■ WRITTEN PROBLEM: Beginning at the line with "like [613, 81].", output each line to the end of the listing below exactly, please.
======== DATA RECORDS ========
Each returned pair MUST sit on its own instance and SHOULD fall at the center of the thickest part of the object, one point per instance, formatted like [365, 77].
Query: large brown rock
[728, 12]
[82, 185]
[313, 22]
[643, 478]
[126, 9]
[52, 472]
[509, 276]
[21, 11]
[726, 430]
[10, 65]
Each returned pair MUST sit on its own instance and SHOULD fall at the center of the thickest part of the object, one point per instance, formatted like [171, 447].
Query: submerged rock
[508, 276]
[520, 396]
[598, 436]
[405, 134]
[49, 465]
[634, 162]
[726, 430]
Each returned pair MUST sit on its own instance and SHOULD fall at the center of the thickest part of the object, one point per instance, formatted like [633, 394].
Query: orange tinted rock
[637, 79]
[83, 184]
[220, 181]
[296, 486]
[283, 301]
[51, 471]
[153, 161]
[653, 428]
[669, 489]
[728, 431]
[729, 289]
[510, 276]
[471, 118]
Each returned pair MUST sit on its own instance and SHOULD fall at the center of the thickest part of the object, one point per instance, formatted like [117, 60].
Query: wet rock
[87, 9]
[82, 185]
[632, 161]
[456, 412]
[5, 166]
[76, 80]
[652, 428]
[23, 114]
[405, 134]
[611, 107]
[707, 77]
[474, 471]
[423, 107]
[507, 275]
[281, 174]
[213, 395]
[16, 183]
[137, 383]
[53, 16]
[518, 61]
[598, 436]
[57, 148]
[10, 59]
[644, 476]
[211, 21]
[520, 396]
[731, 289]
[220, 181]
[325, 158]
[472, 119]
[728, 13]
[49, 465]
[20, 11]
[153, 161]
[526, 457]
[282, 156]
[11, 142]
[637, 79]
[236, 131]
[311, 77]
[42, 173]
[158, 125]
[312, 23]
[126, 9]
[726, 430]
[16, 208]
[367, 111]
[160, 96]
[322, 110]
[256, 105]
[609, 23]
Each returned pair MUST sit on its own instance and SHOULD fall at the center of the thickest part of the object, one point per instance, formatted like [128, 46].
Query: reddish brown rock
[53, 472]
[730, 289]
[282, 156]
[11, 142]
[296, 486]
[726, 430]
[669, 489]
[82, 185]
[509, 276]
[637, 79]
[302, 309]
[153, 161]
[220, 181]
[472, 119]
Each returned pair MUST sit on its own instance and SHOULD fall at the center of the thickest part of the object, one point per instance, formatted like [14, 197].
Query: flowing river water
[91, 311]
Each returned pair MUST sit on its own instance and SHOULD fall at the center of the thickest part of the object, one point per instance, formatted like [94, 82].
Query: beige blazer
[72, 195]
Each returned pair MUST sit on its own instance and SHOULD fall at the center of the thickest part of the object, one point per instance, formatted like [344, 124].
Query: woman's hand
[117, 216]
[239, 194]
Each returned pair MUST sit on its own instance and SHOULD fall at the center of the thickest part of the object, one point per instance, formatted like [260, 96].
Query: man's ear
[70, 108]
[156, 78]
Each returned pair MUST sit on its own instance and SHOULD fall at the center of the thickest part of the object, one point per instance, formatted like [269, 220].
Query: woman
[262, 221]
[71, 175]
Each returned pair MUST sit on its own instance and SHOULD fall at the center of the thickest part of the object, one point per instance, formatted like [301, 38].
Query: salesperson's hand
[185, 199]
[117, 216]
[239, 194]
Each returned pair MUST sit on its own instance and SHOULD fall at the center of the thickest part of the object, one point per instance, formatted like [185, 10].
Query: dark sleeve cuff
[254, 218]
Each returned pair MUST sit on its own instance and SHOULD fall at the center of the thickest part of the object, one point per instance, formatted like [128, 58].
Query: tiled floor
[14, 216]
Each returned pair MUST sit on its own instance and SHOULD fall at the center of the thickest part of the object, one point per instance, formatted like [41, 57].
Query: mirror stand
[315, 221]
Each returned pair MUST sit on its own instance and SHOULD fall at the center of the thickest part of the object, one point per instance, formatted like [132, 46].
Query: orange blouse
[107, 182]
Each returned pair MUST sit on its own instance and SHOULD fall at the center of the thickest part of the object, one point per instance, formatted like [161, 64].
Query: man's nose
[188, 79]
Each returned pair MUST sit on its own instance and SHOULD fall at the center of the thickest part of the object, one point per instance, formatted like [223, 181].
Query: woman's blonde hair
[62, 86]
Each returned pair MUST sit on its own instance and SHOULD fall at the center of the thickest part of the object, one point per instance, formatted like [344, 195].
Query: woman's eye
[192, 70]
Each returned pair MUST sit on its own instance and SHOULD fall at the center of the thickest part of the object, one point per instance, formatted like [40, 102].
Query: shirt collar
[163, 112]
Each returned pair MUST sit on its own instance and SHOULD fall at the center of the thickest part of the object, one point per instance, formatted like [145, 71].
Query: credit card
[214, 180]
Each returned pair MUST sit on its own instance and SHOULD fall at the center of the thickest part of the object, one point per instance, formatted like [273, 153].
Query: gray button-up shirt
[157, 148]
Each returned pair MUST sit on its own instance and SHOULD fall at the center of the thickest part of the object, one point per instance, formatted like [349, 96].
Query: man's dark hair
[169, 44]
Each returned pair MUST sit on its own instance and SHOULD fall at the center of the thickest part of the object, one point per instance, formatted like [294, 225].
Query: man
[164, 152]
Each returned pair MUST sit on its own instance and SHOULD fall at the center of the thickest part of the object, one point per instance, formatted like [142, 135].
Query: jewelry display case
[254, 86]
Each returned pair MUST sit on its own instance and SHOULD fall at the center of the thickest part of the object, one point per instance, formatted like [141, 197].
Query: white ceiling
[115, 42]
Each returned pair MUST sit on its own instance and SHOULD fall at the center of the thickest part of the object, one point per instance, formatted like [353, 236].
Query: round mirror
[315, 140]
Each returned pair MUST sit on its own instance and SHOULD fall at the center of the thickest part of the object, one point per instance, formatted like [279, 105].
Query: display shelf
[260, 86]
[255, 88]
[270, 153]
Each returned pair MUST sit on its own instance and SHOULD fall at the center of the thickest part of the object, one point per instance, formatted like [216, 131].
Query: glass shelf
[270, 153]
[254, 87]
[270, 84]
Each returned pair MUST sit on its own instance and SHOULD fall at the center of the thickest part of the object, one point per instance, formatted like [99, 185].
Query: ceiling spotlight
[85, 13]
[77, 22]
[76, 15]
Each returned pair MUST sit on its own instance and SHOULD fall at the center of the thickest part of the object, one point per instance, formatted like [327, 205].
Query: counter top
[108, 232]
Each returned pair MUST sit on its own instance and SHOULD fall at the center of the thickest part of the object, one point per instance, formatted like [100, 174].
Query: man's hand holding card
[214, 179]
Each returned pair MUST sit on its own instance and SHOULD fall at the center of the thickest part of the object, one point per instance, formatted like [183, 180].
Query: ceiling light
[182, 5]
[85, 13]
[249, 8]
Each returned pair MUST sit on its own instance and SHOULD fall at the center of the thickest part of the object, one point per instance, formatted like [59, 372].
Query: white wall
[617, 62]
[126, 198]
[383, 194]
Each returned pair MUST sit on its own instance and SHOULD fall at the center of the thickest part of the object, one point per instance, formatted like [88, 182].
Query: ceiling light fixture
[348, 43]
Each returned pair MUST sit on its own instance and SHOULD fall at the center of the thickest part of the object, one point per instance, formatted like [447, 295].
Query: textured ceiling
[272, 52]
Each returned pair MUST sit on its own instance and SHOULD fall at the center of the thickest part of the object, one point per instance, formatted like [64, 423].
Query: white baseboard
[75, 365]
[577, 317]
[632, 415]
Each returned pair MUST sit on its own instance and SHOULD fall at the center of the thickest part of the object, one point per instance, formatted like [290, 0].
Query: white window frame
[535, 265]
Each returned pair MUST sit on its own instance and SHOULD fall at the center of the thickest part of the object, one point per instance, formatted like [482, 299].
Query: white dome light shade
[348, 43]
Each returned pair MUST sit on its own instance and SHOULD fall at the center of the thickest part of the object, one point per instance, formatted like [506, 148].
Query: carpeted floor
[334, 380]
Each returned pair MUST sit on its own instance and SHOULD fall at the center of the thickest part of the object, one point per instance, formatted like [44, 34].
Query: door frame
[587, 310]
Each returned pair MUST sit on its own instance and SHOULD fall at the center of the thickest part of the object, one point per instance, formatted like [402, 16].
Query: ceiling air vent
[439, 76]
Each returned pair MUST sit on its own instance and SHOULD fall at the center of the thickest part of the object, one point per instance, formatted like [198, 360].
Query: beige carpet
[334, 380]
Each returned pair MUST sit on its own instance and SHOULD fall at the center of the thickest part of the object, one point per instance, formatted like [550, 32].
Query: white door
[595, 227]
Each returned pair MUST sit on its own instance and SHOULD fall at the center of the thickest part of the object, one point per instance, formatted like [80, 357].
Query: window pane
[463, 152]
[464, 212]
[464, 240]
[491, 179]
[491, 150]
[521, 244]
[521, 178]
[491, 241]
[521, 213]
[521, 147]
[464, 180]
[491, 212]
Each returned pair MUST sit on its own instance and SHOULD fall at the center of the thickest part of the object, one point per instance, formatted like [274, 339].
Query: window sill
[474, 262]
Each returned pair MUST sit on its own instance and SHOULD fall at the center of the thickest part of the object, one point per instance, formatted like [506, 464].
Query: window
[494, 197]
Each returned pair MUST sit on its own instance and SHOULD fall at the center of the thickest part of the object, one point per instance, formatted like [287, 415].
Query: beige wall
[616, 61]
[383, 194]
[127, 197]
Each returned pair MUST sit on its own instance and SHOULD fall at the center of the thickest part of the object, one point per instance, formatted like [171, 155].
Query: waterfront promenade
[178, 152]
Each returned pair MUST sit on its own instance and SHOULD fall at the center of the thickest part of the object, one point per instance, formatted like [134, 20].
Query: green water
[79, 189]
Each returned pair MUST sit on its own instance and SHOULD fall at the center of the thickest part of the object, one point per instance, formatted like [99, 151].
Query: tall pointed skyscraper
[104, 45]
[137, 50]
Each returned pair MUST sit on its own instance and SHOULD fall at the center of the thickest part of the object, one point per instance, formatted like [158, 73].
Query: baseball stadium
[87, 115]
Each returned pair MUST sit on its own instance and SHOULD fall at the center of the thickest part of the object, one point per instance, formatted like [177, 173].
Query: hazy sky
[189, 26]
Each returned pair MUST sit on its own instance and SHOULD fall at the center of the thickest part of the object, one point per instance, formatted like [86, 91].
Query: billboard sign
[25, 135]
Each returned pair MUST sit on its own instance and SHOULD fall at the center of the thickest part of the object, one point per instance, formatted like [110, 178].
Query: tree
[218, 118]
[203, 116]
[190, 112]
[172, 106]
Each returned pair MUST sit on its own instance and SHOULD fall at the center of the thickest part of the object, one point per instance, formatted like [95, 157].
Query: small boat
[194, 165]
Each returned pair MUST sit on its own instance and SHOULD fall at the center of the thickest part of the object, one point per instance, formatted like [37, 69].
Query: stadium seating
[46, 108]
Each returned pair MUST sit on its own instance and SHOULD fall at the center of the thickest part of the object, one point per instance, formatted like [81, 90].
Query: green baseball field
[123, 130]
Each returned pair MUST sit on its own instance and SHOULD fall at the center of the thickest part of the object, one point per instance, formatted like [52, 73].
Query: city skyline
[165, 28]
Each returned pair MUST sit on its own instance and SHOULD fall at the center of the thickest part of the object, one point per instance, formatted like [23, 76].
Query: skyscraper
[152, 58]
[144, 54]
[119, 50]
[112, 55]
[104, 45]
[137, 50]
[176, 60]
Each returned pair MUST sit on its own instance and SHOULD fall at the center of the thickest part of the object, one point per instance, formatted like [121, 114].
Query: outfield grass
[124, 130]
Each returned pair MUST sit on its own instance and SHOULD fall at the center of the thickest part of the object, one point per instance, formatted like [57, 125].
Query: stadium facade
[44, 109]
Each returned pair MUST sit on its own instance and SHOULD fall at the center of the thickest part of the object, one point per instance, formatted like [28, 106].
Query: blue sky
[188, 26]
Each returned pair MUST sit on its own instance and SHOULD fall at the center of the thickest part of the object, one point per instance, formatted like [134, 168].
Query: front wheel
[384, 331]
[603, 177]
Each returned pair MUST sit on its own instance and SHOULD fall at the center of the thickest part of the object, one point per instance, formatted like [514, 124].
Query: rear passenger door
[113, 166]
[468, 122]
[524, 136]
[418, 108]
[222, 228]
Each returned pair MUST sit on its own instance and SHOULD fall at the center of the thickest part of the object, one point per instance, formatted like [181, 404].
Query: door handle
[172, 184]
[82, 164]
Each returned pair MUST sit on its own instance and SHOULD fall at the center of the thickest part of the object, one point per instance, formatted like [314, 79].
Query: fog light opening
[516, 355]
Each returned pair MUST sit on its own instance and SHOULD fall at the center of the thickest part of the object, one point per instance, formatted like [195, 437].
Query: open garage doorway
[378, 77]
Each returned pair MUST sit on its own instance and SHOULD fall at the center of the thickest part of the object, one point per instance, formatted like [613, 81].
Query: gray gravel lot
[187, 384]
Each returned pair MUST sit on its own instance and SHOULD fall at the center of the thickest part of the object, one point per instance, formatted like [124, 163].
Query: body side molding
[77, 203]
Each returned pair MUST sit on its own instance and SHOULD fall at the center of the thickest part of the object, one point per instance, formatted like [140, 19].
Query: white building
========
■ CORRECT RESULT:
Each returned pair MUST sit on its own instance and SHOULD fall at the center of the thickest part of the object, one point per instance, formatted like [613, 81].
Query: gray gravel lot
[187, 384]
Each returned pair MUST sit on its own instance and SHOULD fall at the center of the thickest part of the object, one point per instance, formatted like [124, 163].
Query: body side molding
[77, 203]
Each returned pair MUST sit on its own instance and SHOULD fall at the center of the thickest part of the object, one point per instance, formatted like [140, 19].
Query: white building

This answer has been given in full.